─── EXTRAIT ───

Fin de vie (notes et souvenirs)/Chapitre XIII

Imprimerie Julien Lecerf (p. 66-71).

XIII


Visite avec le docteur Letourneau au monument de Flaubert, œuvre de Chapu, belle d’exécution, mais de conception pauvre.

Sévérités du docteur pour le romancier réaliste.

. . . . . . . . . . . . . . . . . . . . . . . . .

Puisque je note les sévérités de notre ami Letourneau pour Flaubert, je dois noter son admiration pour Bouilhet.

Il explique le peu de succès de celui-ci par son éloignement de Paris.

On pourrait ajouter que modeste répétiteur de latin et de grec, puis bibliothécaire de province, il fut toujours par situation et par tempérament un homme simple et très peu bruyant, alors que de nos jours le bruit ne va qu’à ceux qui en font.

───

CONSIGNES:
1. Dans l'extrait sur Flaubert et Bouilhet, à quoi le docteur Letourneau attribue-t-il le peu de succès de Bouilhet ?
2. Poursuivez l'extrait sur Flaubert et Bouilhet en quelques phrases.

─── DONNÉES ───

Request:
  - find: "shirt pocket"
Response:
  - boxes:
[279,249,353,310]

───

RÉPONSES:
1. À son éloignement de Paris.

2.
Comme toujours, en approchant de Vascœuil, vendredi dernier, nos pensées devenaient plus sérieuses. Cinquante ans de bons souvenirs attachés à cette maison, ne serait-ce pas assez pour émouvoir ?

Mais le lieu lui-même, par son austérité, par le calme imposant et bon de ceux qui l’habitent, peut aussi expliquer le fait ; tous l’on sentie, cette tranquillisante impression de l’arrivée et du séjour à Vascœuil.

Michelet, visiblement, s’y sentait dans un sanctuaire, et voulut s’y marier en 1849, et me l’écrivit.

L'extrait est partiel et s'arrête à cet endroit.